### WHAT THE EXERCISE ASKS
Search the data for the string "metal", and report each line where it is found.

### RECORDS SHOWN
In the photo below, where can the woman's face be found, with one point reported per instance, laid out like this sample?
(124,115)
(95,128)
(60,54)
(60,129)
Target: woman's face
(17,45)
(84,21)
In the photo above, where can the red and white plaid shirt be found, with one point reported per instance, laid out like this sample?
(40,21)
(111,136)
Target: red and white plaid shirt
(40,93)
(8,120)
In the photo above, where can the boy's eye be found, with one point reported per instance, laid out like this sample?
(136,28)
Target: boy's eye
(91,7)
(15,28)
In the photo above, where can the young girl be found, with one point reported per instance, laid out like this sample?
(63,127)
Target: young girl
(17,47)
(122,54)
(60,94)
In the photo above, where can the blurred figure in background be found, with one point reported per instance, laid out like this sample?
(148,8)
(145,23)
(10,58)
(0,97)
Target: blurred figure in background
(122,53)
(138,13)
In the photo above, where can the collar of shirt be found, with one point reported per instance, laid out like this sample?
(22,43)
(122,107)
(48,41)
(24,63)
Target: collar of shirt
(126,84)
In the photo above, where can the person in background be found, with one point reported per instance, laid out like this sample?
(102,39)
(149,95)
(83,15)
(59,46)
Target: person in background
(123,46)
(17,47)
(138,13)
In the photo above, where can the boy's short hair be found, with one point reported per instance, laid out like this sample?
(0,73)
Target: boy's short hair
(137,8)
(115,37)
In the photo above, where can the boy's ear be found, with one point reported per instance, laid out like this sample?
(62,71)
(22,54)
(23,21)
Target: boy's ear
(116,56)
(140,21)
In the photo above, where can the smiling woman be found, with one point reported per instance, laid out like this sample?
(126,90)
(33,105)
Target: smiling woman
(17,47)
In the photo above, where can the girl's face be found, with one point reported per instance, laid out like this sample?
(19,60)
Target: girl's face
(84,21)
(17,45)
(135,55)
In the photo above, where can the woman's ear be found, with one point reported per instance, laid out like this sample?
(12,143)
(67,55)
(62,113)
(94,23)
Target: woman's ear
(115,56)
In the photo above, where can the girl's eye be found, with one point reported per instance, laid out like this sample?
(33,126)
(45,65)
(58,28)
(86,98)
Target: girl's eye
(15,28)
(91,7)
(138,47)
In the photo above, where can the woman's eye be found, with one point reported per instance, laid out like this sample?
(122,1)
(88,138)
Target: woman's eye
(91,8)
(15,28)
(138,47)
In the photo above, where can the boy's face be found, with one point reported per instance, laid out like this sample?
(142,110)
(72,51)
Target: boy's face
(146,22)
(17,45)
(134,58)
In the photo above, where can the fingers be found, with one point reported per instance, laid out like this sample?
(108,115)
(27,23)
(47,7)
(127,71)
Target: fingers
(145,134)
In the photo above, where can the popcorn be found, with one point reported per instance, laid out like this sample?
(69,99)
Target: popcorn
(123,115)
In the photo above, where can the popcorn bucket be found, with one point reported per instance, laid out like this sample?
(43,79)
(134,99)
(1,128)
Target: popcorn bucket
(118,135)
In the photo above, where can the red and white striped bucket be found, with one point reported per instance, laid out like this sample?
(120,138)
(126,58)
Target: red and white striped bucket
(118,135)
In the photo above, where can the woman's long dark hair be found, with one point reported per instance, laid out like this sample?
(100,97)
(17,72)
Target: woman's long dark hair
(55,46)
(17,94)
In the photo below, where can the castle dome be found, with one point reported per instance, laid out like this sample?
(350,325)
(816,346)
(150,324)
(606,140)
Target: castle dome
* * *
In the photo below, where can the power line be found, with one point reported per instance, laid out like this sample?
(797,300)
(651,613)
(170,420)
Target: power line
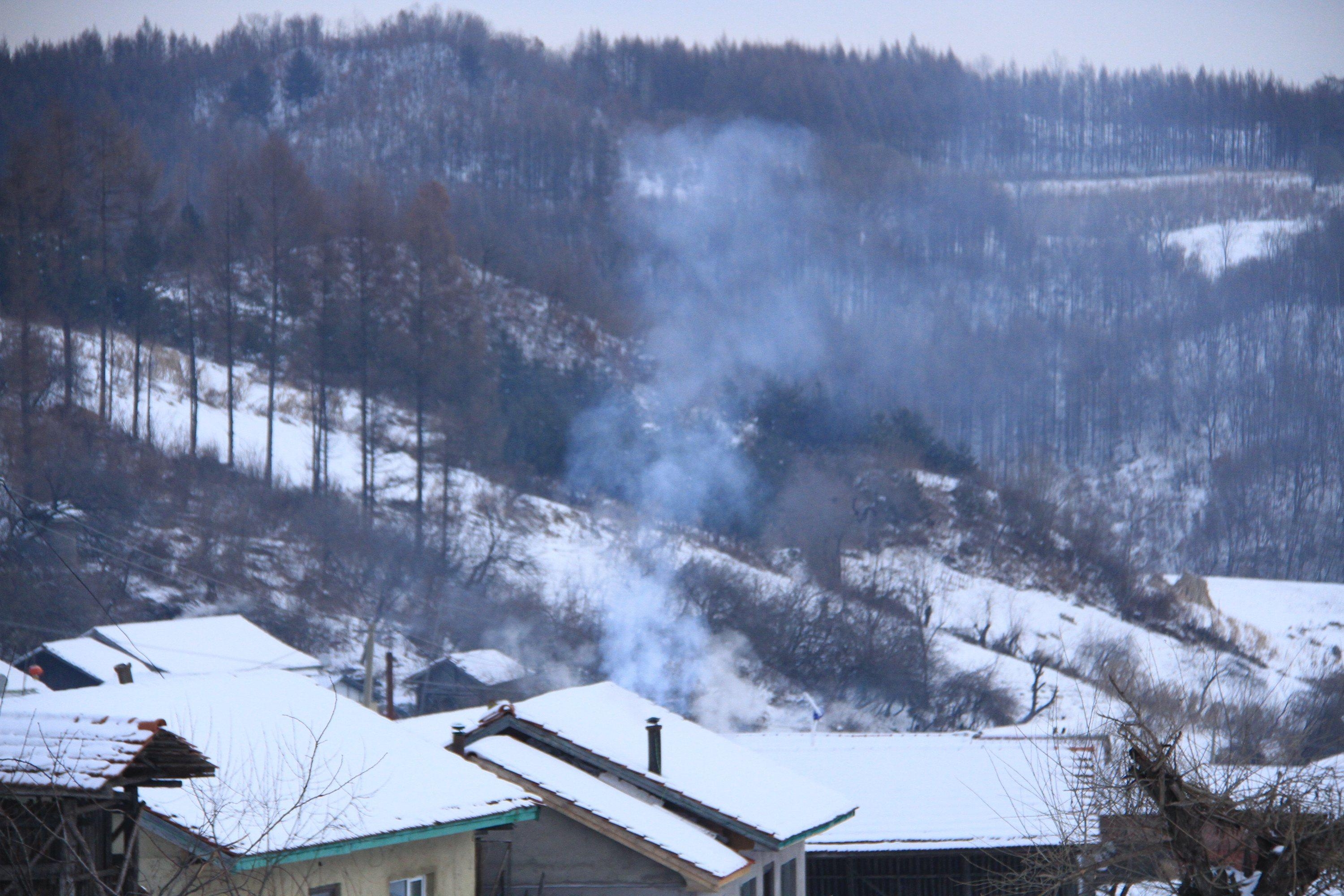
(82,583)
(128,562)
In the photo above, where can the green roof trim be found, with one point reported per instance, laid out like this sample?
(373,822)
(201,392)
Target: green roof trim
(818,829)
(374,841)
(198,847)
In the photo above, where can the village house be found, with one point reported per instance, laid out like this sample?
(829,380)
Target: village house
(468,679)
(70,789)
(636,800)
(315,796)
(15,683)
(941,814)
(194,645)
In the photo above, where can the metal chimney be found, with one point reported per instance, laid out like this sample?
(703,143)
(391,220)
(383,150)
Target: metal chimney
* * *
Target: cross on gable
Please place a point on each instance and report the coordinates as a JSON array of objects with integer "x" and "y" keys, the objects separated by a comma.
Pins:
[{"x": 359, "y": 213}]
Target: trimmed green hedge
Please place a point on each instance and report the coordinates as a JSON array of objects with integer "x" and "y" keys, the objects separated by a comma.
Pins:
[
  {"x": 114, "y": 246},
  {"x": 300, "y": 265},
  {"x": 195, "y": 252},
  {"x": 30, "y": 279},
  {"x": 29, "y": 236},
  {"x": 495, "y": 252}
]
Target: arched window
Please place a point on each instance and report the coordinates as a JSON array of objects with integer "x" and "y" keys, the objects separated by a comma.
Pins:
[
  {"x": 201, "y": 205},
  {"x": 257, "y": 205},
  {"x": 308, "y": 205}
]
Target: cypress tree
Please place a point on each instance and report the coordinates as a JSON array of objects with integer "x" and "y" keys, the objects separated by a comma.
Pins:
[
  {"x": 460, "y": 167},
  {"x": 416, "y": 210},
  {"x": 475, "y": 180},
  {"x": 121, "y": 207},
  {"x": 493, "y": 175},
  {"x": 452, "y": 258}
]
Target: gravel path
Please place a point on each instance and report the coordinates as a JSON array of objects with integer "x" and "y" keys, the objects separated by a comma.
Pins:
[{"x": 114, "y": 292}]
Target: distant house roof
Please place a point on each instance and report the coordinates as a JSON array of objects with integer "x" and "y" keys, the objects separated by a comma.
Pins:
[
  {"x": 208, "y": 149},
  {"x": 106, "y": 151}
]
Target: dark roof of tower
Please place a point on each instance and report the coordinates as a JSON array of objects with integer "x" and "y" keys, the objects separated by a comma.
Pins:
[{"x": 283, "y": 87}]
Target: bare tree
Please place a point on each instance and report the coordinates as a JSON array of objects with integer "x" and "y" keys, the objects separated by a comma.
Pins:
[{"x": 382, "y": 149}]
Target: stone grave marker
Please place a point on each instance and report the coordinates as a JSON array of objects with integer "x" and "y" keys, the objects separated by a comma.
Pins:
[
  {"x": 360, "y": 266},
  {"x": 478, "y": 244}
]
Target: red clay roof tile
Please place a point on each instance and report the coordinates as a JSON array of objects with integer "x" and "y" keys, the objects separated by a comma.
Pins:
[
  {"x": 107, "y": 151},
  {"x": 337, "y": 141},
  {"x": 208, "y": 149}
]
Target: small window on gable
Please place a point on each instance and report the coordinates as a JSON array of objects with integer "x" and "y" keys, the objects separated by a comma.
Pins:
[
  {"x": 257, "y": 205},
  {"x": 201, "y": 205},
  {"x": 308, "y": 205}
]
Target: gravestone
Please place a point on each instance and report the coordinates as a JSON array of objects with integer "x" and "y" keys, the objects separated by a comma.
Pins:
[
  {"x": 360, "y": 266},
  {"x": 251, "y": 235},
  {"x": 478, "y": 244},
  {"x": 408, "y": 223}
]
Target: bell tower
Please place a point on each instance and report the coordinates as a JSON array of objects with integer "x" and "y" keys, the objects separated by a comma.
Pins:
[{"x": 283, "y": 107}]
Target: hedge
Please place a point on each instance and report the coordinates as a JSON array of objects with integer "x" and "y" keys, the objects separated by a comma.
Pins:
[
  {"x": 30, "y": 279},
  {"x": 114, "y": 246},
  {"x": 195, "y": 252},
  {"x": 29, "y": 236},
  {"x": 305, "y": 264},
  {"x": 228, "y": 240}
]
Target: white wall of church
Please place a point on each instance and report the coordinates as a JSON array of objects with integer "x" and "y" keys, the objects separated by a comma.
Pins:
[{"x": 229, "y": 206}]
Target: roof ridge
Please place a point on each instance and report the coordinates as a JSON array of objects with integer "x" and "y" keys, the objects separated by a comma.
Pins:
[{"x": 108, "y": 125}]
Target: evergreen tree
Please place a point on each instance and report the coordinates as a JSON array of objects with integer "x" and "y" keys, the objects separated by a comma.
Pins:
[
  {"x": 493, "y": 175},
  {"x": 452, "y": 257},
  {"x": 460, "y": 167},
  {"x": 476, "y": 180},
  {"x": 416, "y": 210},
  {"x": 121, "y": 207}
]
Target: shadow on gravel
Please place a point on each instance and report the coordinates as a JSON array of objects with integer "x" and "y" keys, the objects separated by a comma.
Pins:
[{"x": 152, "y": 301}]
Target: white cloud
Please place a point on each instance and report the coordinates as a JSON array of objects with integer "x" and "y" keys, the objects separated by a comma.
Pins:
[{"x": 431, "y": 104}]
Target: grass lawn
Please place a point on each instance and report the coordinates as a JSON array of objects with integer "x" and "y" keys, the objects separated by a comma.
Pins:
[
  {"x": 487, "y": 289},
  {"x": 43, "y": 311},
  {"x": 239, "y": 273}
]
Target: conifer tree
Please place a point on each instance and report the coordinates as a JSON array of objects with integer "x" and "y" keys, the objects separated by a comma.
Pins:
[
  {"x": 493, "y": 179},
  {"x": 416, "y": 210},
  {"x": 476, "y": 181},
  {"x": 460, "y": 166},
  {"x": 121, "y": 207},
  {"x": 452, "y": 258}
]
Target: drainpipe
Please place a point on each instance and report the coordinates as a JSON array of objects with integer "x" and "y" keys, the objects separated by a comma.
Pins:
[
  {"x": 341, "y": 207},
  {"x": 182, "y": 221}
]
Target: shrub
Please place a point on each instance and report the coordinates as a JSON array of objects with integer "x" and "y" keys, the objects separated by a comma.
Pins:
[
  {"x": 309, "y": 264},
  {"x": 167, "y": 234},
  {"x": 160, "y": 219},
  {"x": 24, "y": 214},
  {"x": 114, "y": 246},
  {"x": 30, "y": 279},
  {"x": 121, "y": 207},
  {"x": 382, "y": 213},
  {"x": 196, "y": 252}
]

### EXERCISE RESPONSE
In the photo above, where can the metal chimney be found, with one point reported per instance, laid out like this sample?
Target: metal chimney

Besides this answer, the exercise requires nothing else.